TEXT

"And God blessed them, and God said unto them, Be fruitful, and multiply, and replenish the earth, and subdue it: and have dominion over the fish of the sea, and over the fowl of the air, and over every living thing that moveth upon the earth."—Genesis i. 28.
Man has ceased from believing in miracles, because he is convinced that the divine power of the miracle-worker has departed from him. At last he has proclaimed the age of wonders to be at an end, because he no longer knows himself capable of working wonders.
He acknowledges that miracles are still needed. He hears the distressing cry for the super-natural everywhere. All about him to-day he feels that wonders will have to be worked if the value of Life, of his fellows, and of himself is to be raised, by however little; and yet he halts like one paralyzed before the task he can no longer accomplish, and finding that his hand has lost its cunning and that his eye has lost its authority, he stammers helplessly that the age of miracles has gone by.
Everything convinces him of the fact. Everybody, from his priest to his porter, from his wife to his astrologer, from his child to his neighbour, tells him plainly that he is no longer divine, no longer a god, no longer even a king!
Not only has the age of miracles gone by; but with it, also, has vanished that age in which man could conceive of god in his own image. There are no gods now; because man himself has long since doubted that man is godlike.
Soon there will be no kings,[2] finally there will be no greatness at all, and this will mean the evanescence of man himself.
To speak of all this as the advance of knowledge, as the march of progress, as the triumph of science, and as the glories of enlightenment, is merely to deck a corpse, to grease-paint a sore, and to pour rose-water over a cesspool.
If the triumph of science mean "The Descent of Man"; if the glories of enlightenment mean, again, the descent of man; and if progress imply, once more, the descent of man; then the question to be asked is: in whose hands have science, enlightenment and the care of progress fallen?
This world is here for us to make of it what we will. It is a field of yielding clay, in which, like sandboys, we can build our castles and revel in our creations.
But what are these people doing? In building their castles they grow ever more like beavers, and ants, and beetles. In laying out their gardens they grow ever more like slugs, and worms, and centipedes. And their joy seems to be to feel themselves small and despised.

INFORMATION PROVIDED
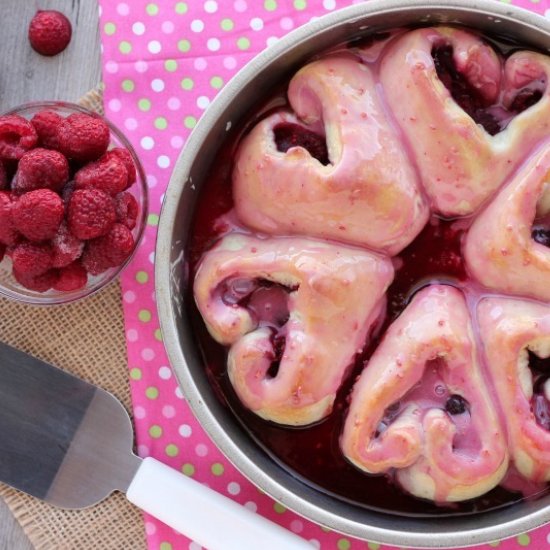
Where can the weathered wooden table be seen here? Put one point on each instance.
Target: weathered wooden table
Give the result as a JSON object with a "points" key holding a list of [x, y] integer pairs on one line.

WHAT IS NEEDED
Please copy out the whole passage on the end of the age of miracles, word for word. The data comes from a different source than the text.

FINAL ANSWER
"And God blessed them, and God said unto them, Be fruitful, and multiply, and replenish the earth, and subdue it: and have dominion over the fish of the sea, and over the fowl of the air, and over every living thing that moveth upon the earth."—Genesis i. 28.
Man has ceased from believing in miracles, because he is convinced that the divine power of the miracle-worker has departed from him. At last he has proclaimed the age of wonders to be at an end, because he no longer knows himself capable of working wonders.
He acknowledges that miracles are still needed. He hears the distressing cry for the super-natural everywhere. All about him to-day he feels that wonders will have to be worked if the value of Life, of his fellows, and of himself is to be raised, by however little; and yet he halts like one paralyzed before the task he can no longer accomplish, and finding that his hand has lost its cunning and that his eye has lost its authority, he stammers helplessly that the age of miracles has gone by.
Everything convinces him of the fact. Everybody, from his priest to his porter, from his wife to his astrologer, from his child to his neighbour, tells him plainly that he is no longer divine, no longer a god, no longer even a king!
Not only has the age of miracles gone by; but with it, also, has vanished that age in which man could conceive of god in his own image. There are no gods now; because man himself has long since doubted that man is godlike.
Soon there will be no kings,[2] finally there will be no greatness at all, and this will mean the evanescence of man himself.
To speak of all this as the advance of knowledge, as the march of progress, as the triumph of science, and as the glories of enlightenment, is merely to deck a corpse, to grease-paint a sore, and to pour rose-water over a cesspool.
If the triumph of science mean "The Descent of Man"; if the glories of enlightenment mean, again, the descent of man; and if progress imply, once more, the descent of man; then the question to be asked is: in whose hands have science, enlightenment and the care of progress fallen?
This world is here for us to make of it what we will. It is a field of yielding clay, in which, like sandboys, we can build our castles and revel in our creations.
But what are these people doing? In building their castles they grow ever more like beavers, and ants, and beetles. In laying out their gardens they grow ever more like slugs, and worms, and centipedes. And their joy seems to be to feel themselves small and despised.